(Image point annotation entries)
========
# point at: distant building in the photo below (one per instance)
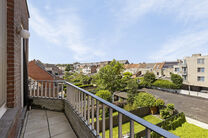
(37, 71)
(53, 69)
(197, 71)
(168, 68)
(158, 70)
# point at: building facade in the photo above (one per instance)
(14, 17)
(197, 70)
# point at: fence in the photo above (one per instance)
(89, 107)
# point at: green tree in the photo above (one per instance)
(177, 80)
(149, 77)
(69, 67)
(104, 94)
(131, 88)
(109, 77)
(144, 100)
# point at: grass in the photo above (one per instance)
(190, 131)
(137, 127)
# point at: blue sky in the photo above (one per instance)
(67, 31)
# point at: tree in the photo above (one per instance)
(144, 100)
(104, 94)
(69, 67)
(109, 77)
(177, 80)
(131, 87)
(149, 78)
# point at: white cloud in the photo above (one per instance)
(192, 13)
(66, 30)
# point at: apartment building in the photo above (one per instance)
(197, 71)
(13, 65)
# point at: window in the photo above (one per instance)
(200, 69)
(200, 78)
(177, 69)
(200, 61)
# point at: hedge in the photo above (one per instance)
(164, 84)
(171, 123)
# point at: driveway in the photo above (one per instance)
(193, 107)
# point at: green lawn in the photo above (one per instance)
(137, 127)
(190, 131)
========
→ Exercise
Can you copy every entry above word for word, leaving the pictures out?

→ Final result
# point at: distant building in the photo below (one per instance)
(37, 71)
(53, 69)
(197, 71)
(168, 68)
(158, 70)
# point at: building facade in the photo above (one per instance)
(14, 17)
(197, 70)
# point at: fence in the photo above (one per instance)
(89, 107)
# point at: green tree in the photo above (one per instance)
(177, 80)
(149, 77)
(69, 67)
(104, 94)
(131, 88)
(109, 77)
(144, 100)
# point at: grass in the photo above (one per instance)
(190, 131)
(137, 127)
# point at: blue sky in the photo above (one per instance)
(67, 31)
# point at: tree in the photo above (one per instance)
(144, 100)
(104, 94)
(69, 67)
(109, 77)
(177, 80)
(131, 87)
(149, 78)
# point at: white cloud in the photo above (one per instance)
(192, 13)
(66, 30)
# point at: apartment building in the photo above (one per instance)
(197, 71)
(13, 65)
# point at: window in the photo above (one per instance)
(200, 69)
(200, 78)
(177, 69)
(200, 61)
# point at: hedge in the photo above (one per instance)
(164, 84)
(171, 123)
# point at: driveway in the photo above (one per instance)
(193, 107)
# point at: green lawn in the photo above (one per instance)
(137, 127)
(190, 131)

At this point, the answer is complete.